* Data for this task
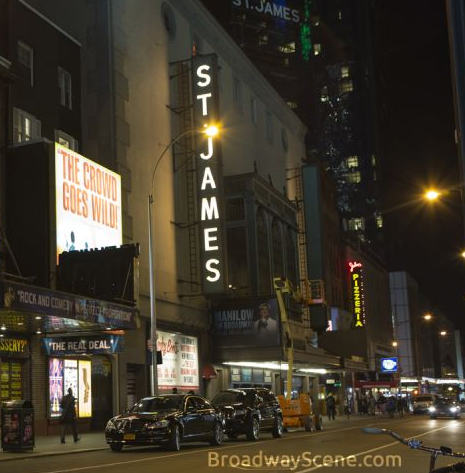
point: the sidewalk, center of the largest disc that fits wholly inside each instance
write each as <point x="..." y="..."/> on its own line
<point x="46" y="446"/>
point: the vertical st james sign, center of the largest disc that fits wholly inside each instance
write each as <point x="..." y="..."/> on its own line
<point x="209" y="175"/>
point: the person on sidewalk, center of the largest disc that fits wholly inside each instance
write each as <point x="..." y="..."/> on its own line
<point x="331" y="406"/>
<point x="68" y="415"/>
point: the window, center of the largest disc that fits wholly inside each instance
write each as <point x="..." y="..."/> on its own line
<point x="352" y="162"/>
<point x="269" y="127"/>
<point x="288" y="48"/>
<point x="263" y="39"/>
<point x="344" y="71"/>
<point x="253" y="111"/>
<point x="25" y="126"/>
<point x="237" y="94"/>
<point x="26" y="58"/>
<point x="64" y="83"/>
<point x="354" y="177"/>
<point x="66" y="140"/>
<point x="356" y="224"/>
<point x="324" y="94"/>
<point x="346" y="86"/>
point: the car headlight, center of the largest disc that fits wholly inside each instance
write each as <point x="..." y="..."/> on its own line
<point x="110" y="425"/>
<point x="158" y="424"/>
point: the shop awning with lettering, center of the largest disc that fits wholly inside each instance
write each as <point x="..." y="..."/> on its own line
<point x="61" y="311"/>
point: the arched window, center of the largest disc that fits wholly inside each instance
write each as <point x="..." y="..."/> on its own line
<point x="277" y="249"/>
<point x="263" y="254"/>
<point x="291" y="255"/>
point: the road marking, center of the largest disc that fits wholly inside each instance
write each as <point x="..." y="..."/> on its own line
<point x="375" y="449"/>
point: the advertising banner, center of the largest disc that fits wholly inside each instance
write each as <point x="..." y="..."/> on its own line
<point x="247" y="323"/>
<point x="24" y="297"/>
<point x="88" y="203"/>
<point x="180" y="366"/>
<point x="87" y="345"/>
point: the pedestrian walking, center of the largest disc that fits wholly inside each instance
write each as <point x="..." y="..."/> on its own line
<point x="331" y="406"/>
<point x="68" y="416"/>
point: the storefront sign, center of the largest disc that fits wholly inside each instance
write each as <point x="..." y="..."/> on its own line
<point x="251" y="323"/>
<point x="88" y="203"/>
<point x="88" y="345"/>
<point x="14" y="348"/>
<point x="358" y="300"/>
<point x="209" y="175"/>
<point x="102" y="312"/>
<point x="64" y="374"/>
<point x="274" y="8"/>
<point x="27" y="298"/>
<point x="180" y="366"/>
<point x="389" y="365"/>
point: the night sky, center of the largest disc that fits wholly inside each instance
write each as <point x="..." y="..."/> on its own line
<point x="417" y="140"/>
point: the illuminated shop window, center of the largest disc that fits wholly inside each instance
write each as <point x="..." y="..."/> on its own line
<point x="352" y="162"/>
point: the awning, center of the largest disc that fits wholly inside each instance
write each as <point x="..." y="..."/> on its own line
<point x="26" y="307"/>
<point x="209" y="372"/>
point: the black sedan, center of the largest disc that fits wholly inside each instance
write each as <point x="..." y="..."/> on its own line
<point x="249" y="411"/>
<point x="444" y="407"/>
<point x="166" y="420"/>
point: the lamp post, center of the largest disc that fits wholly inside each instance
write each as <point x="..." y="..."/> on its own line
<point x="210" y="132"/>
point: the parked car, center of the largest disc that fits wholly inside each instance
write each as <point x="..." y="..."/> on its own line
<point x="166" y="420"/>
<point x="444" y="407"/>
<point x="250" y="411"/>
<point x="423" y="402"/>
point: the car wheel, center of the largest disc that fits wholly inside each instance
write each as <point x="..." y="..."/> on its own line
<point x="277" y="431"/>
<point x="217" y="438"/>
<point x="116" y="447"/>
<point x="253" y="429"/>
<point x="307" y="424"/>
<point x="175" y="439"/>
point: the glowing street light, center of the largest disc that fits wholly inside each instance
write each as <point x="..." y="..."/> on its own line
<point x="210" y="131"/>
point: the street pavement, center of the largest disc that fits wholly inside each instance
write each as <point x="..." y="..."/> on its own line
<point x="342" y="438"/>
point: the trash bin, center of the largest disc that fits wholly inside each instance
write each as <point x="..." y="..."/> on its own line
<point x="17" y="426"/>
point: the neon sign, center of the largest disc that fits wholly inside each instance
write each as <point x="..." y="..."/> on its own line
<point x="209" y="175"/>
<point x="356" y="278"/>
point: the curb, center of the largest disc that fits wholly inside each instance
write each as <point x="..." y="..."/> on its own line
<point x="29" y="455"/>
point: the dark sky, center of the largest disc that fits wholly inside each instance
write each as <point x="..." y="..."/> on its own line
<point x="418" y="143"/>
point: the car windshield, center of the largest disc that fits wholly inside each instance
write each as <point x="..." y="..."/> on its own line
<point x="158" y="404"/>
<point x="423" y="399"/>
<point x="231" y="397"/>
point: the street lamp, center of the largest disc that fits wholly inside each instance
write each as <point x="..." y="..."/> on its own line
<point x="210" y="131"/>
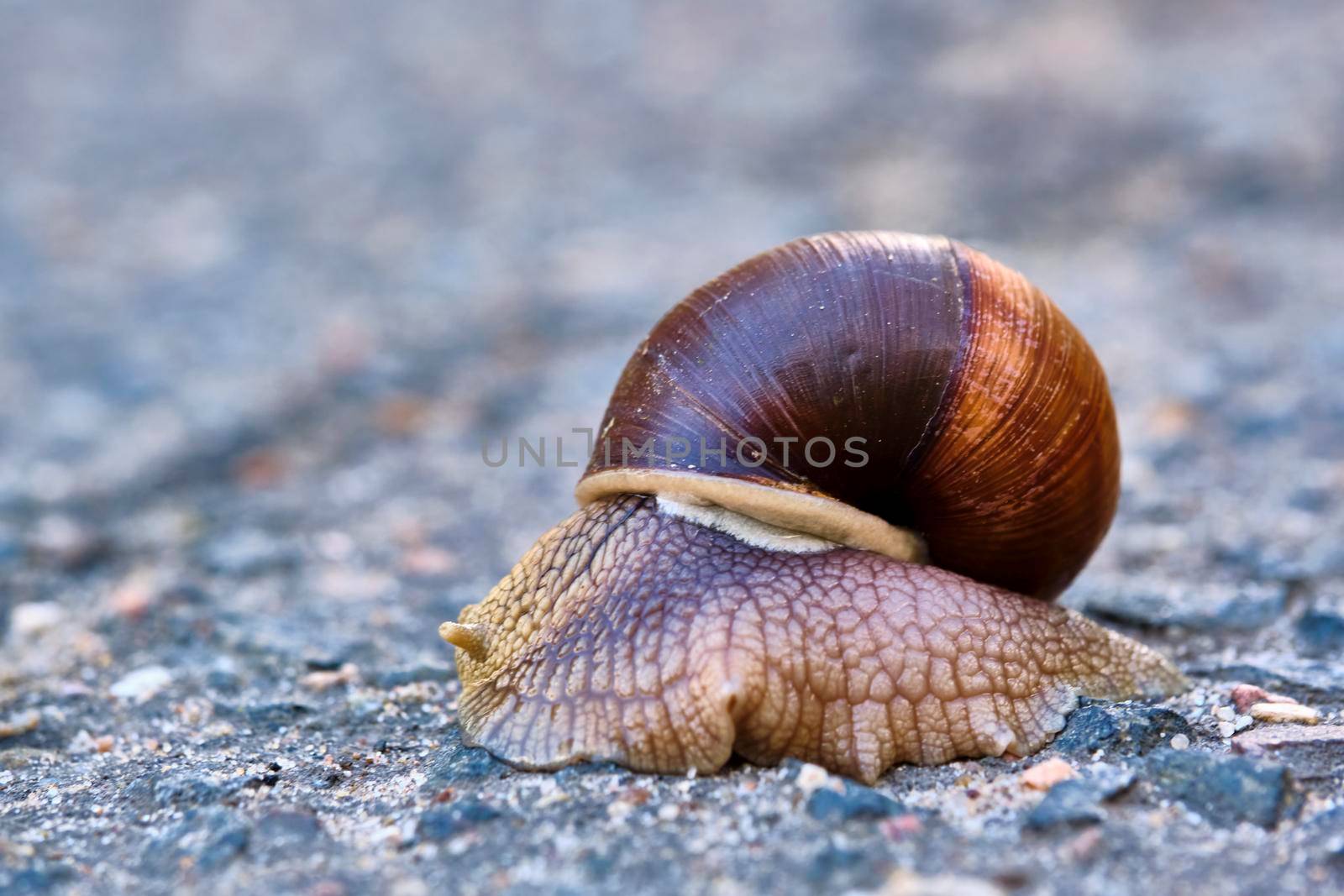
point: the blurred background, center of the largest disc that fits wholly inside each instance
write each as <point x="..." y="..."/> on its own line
<point x="270" y="273"/>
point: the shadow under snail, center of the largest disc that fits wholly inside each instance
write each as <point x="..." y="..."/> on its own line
<point x="853" y="611"/>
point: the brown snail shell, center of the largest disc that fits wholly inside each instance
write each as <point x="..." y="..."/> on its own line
<point x="987" y="418"/>
<point x="851" y="616"/>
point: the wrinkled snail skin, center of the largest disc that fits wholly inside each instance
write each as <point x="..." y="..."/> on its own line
<point x="635" y="636"/>
<point x="850" y="616"/>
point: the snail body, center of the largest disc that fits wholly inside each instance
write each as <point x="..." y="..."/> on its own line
<point x="880" y="600"/>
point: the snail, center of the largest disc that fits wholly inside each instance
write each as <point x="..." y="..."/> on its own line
<point x="878" y="594"/>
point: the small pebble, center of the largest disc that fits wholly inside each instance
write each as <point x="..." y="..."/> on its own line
<point x="20" y="725"/>
<point x="1245" y="696"/>
<point x="35" y="617"/>
<point x="1290" y="712"/>
<point x="141" y="684"/>
<point x="1047" y="774"/>
<point x="811" y="777"/>
<point x="324" y="679"/>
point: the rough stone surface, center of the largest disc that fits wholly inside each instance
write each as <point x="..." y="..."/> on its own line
<point x="272" y="273"/>
<point x="853" y="802"/>
<point x="1310" y="752"/>
<point x="1226" y="790"/>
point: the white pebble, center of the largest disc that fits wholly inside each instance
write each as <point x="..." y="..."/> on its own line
<point x="141" y="684"/>
<point x="35" y="617"/>
<point x="812" y="777"/>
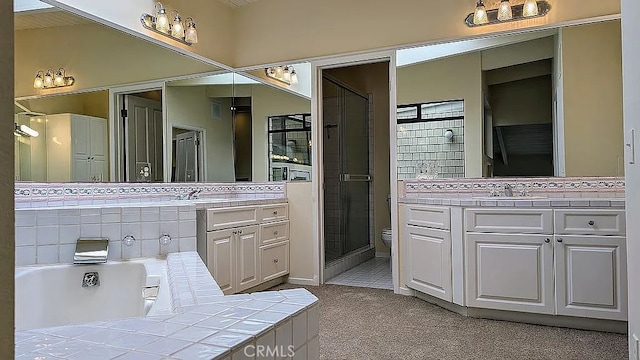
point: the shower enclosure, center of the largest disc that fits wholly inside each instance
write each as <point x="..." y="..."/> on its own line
<point x="346" y="170"/>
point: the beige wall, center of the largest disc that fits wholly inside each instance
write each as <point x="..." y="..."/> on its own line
<point x="592" y="70"/>
<point x="454" y="78"/>
<point x="96" y="56"/>
<point x="303" y="269"/>
<point x="355" y="26"/>
<point x="7" y="240"/>
<point x="91" y="103"/>
<point x="374" y="79"/>
<point x="268" y="101"/>
<point x="190" y="106"/>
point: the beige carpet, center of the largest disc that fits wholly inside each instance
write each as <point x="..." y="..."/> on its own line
<point x="363" y="323"/>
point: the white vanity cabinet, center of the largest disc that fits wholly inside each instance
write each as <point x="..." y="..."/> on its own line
<point x="427" y="240"/>
<point x="241" y="248"/>
<point x="562" y="262"/>
<point x="76" y="148"/>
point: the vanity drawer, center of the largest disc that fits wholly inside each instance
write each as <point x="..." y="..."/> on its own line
<point x="520" y="221"/>
<point x="275" y="212"/>
<point x="428" y="216"/>
<point x="590" y="222"/>
<point x="224" y="218"/>
<point x="274" y="260"/>
<point x="274" y="232"/>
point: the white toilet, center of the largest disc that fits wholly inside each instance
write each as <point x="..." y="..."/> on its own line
<point x="386" y="232"/>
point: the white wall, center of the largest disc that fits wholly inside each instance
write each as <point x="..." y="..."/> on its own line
<point x="631" y="93"/>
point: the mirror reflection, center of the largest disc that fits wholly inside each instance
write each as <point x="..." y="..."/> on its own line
<point x="535" y="104"/>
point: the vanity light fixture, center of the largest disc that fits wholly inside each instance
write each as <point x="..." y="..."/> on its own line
<point x="285" y="74"/>
<point x="52" y="80"/>
<point x="24" y="130"/>
<point x="174" y="28"/>
<point x="506" y="12"/>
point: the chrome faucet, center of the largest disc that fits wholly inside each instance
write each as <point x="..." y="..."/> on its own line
<point x="508" y="190"/>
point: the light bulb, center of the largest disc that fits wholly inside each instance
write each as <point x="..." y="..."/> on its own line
<point x="162" y="23"/>
<point x="48" y="78"/>
<point x="480" y="15"/>
<point x="177" y="30"/>
<point x="38" y="82"/>
<point x="504" y="11"/>
<point x="59" y="78"/>
<point x="530" y="8"/>
<point x="191" y="35"/>
<point x="286" y="74"/>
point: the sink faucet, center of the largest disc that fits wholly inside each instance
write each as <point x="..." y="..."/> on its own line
<point x="508" y="190"/>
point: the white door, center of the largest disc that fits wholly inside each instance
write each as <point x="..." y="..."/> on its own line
<point x="429" y="256"/>
<point x="220" y="258"/>
<point x="510" y="272"/>
<point x="591" y="276"/>
<point x="143" y="139"/>
<point x="248" y="274"/>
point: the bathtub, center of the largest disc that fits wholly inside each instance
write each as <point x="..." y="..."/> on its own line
<point x="53" y="295"/>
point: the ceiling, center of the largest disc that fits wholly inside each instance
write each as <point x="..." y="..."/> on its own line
<point x="46" y="18"/>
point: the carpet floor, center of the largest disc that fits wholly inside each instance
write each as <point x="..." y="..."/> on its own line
<point x="365" y="323"/>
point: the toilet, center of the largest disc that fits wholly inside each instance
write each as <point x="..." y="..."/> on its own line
<point x="386" y="232"/>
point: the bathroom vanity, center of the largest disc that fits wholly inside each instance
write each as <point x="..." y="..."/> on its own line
<point x="560" y="259"/>
<point x="245" y="247"/>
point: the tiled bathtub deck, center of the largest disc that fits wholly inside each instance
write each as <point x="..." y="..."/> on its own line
<point x="205" y="325"/>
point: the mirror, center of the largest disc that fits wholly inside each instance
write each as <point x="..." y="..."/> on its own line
<point x="545" y="103"/>
<point x="71" y="122"/>
<point x="239" y="127"/>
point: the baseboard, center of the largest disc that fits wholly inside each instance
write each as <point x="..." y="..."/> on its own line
<point x="302" y="281"/>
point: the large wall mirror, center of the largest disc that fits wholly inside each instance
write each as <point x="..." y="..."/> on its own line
<point x="545" y="103"/>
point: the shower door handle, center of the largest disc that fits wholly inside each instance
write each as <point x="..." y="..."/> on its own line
<point x="354" y="177"/>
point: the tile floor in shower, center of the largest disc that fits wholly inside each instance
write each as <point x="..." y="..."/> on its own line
<point x="374" y="273"/>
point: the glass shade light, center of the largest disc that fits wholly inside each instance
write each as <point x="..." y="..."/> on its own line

* Exercise
Arrange the data as a JSON list of strings, one string per line, starting at the line that contains "point: the tile floor" and running through the last line of the data. Leave out any blank lines.

* Solution to the exercise
[
  "point: the tile floor in shower, center of the largest disc that fits wholly inside each instance",
  "write each as <point x=\"...\" y=\"...\"/> on its own line",
  "<point x=\"374\" y=\"273\"/>",
  "point: the glass shade light, center of the largest disc that fits wholly inside each instance",
  "write each as <point x=\"...\" y=\"...\"/> on its own line"
]